▶ [PROBLEM STATEMENT]
Start at the line holding "Expected behaviour: the". Write out that line and each one after it to the end of the data, unchanged.

___

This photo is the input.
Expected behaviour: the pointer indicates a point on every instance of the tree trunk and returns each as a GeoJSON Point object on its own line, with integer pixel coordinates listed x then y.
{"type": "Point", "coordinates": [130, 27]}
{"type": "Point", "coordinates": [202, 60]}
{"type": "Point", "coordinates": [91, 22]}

___

▶ [YOUR RESPONSE]
Expected behaviour: the pointer indicates a point on every instance of the tree trunk and returns each as a GeoJSON Point object on its own line, with integer pixel coordinates listed x then y.
{"type": "Point", "coordinates": [130, 27]}
{"type": "Point", "coordinates": [202, 60]}
{"type": "Point", "coordinates": [91, 22]}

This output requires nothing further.